:: WORK TO DO ::
Adjust every bounding-box coordinate in the answers of the listing below by adding 79 to it. Then reproduce the entire listing with each request in place, leaving out the pictures.
# # #
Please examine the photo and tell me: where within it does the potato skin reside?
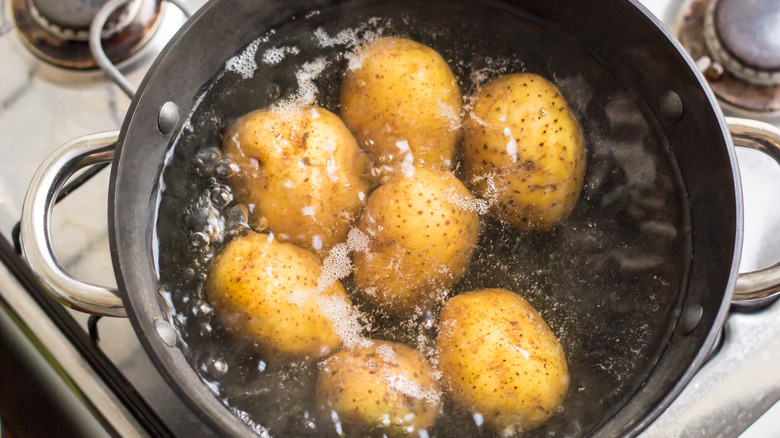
[222,107,370,255]
[353,169,479,316]
[463,73,585,230]
[206,231,351,360]
[436,289,569,432]
[341,38,461,170]
[316,341,441,437]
# # #
:: EXERCISE RESPONSE ::
Please examine the photo and tell me: where within it does the potato skin reside?
[301,186,449,334]
[432,248,558,395]
[542,152,664,309]
[285,310,430,439]
[515,368,648,511]
[420,117,540,249]
[395,420,520,516]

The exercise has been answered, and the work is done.